Lay out every line of the records below as a Markdown table with the columns Row and Line, numbering the rows and skipping blank lines. Leave the picture lines out.

------------------------------------------------------------------------

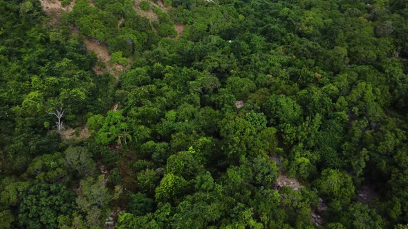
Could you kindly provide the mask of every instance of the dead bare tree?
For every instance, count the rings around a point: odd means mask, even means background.
[[[58,119],[58,121],[55,122],[55,126],[57,127],[57,130],[59,133],[62,132],[62,131],[65,130],[65,128],[64,128],[64,122],[62,121],[62,118],[64,117],[64,112],[65,112],[65,109],[63,109],[63,105],[61,105],[61,108],[59,110],[55,109],[55,110],[53,112],[49,112],[50,114],[54,114]]]

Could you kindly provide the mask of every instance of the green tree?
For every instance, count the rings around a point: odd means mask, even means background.
[[[28,228],[56,228],[59,216],[73,213],[74,201],[75,193],[61,184],[35,185],[20,204],[18,225]]]
[[[156,200],[158,203],[177,203],[179,198],[186,194],[187,186],[184,178],[168,173],[156,188]]]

------------------------------------------------------------------------

### EXERCISE RESULT
| Row | Line |
|---|---|
| 1 | Could you kindly provide the mask of every instance of the dead bare tree? |
| 2 | For every instance, count the rings around a point: odd means mask, even means background. |
| 3 | [[[58,119],[58,121],[55,122],[55,126],[57,127],[57,130],[59,133],[62,132],[62,131],[65,130],[65,128],[64,128],[64,122],[62,121],[62,118],[64,117],[64,112],[65,112],[65,109],[63,109],[63,105],[61,105],[61,108],[59,110],[55,109],[55,110],[53,112],[49,112],[50,114],[54,114]]] |
| 4 | Could you kindly provide the mask of every instance of the green tree? |
| 5 | For every instance, count the rings around a point: odd means mask, even means background. |
| 6 | [[[28,228],[56,228],[59,216],[73,213],[74,201],[75,193],[61,184],[35,185],[20,204],[18,225]]] |
| 7 | [[[156,200],[158,203],[177,203],[179,198],[186,194],[187,186],[184,178],[168,173],[156,188]]] |